TEXT TO READ
>>>
Hofferbert, Collector of Internal Revenue v. Briggs

178 F.2d 743

HOFFERBERT, Collector of Internal Revenue,
v.
BRIGGS.

No. 5987.

United States Court of Appeals Fourth Circuit.

Argued November 10, 1949.

Decided December 21, 1949.

Howard P. Locke, Special Assistant to the Attorney General (Theron Lamar Caudle, Assistant Attorney General; Ellis N. Slack and Robert N. Anderson, Special Assistants to the Attorney General; Bernard J. Flynn, U. S. Attorney, and Norman P. Ramsey, Assistant United States Attorney, Baltimore, Md., on brief) for appellant.

H. Kennedy McCook, Washington, D. C. (William E. Furey, Washington, D. C., on brief), for appellee.

Before PARKER, Chief Judge and SOPER and DOBIE, Circuit Judges.

PARKER, Chief Judge.

1

This is an appeal by the Collector of Internal Revenue for the District of Maryland from an adverse judgment in favor of a taxpayer in a suit to recover overpayments of income tax. The taxpayer is Southwick W. Briggs, and the suit relates to his income taxes for the years 1943, 1944 and 1945. His contention is that he reported as income for those years moneys received by him which should have been reported as long term capital gains under 26 U.S.C.A. § 117, and that this resulted in an aggregate overpayment of taxes in the sum of $39,155.66 which he is entitled to recover. The District Judge so held and the Collector has appealed.

2

The facts are fully set forth in the opinion of the District Judge, 85 F. Supp. 941, and need not be here repeated. They may be summarized as follows: In the year 1933, taxpayer, who was the inventor and patentee of an oil filter, organized the Briggs Clarifier Company and assigned to it the patent for the filter in return for $1500 in cash and 75% of the capital stock of the corporation, which was organized to manufacture and sell the filter. The corporation experienced financial difficulties and it became necessary to sell further stock to keep it afloat, so that by 1940 the total stock of taxpayer amounted to only about 2 ½% of that which was outstanding. In that year, when the Stone Company purchased a controlling interest in the corporation another contract was entered into by the terms of which the corporation agreed to pay taxpayer a salary as engineer and also to pay him certain stipulated royalties on all patents of his which had not been used by the corporation prior to January 1, 1940, and for which licenses were to be issued to the corporation. The royalties paid under this contract constitute the income in controversy.

3

Under the contract entered into with the corporation in 1933, taxpayer agreed, in assigning the original patent, to assign all right, title and interest in or to any future improvements which he might develop for the same or similar purposes; and the principal contention of the Collector is that the effect of this was to give to the corporation the right to the subsequent inventions patented by taxpayer for which the royalties were paid. It appears, however, that when the contract of 1940 was made, five important inventions which taxpayer had perfected had not been assigned to the company, and the fact that taxpayer at that time owned such a small percentage of the stock and that a controlling interest was being acquired by an outside party brought about the further adjustment of rights with respect to these inventions. Whether the contract be regarded as providing additional payment for inventions to which the corporation was already entitled under the prior contract or as providing for the payment for inventions to which its rights had not as yet been perfected, there can be no question but that the royalties were to be paid in consideration of the transfer of the inventions and the patents covering them, and not for services rendered the corporation which were covered by a separate provision of the contract.
<<<
DATA SEGMENT
>>>
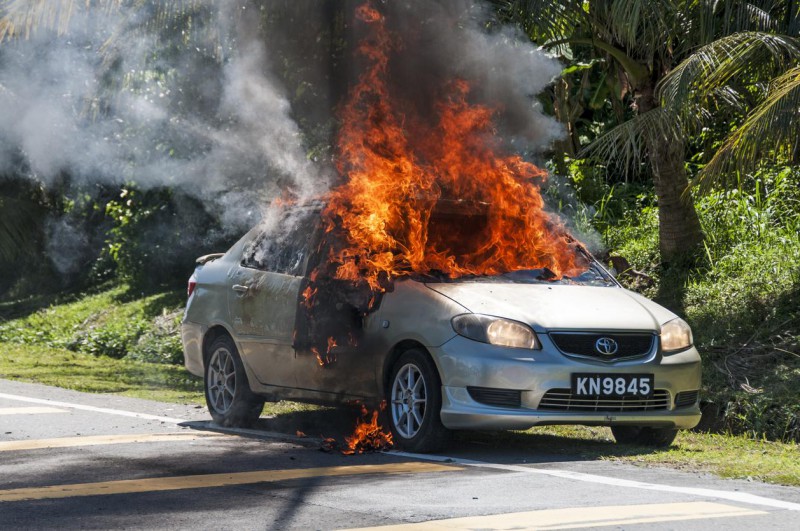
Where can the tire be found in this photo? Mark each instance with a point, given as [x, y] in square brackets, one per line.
[414, 396]
[228, 395]
[644, 436]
<<<
OBJECTIVES
(a) In the court opinion, what aggregate overpayment of income tax did the taxpayer claim he was entitled to recover?
(b) Reproduce the court opinion word for word from "United States Court" to "PARKER, Chief Judge.".

SOLUTIONS TO THE EXERCISE
(a) $39,155.66

(b)
United States Court of Appeals Fourth Circuit.

Argued November 10, 1949.

Decided December 21, 1949.

Howard P. Locke, Special Assistant to the Attorney General (Theron Lamar Caudle, Assistant Attorney General; Ellis N. Slack and Robert N. Anderson, Special Assistants to the Attorney General; Bernard J. Flynn, U. S. Attorney, and Norman P. Ramsey, Assistant United States Attorney, Baltimore, Md., on brief) for appellant.

H. Kennedy McCook, Washington, D. C. (William E. Furey, Washington, D. C., on brief), for appellee.

Before PARKER, Chief Judge and SOPER and DOBIE, Circuit Judges.

PARKER, Chief Judge.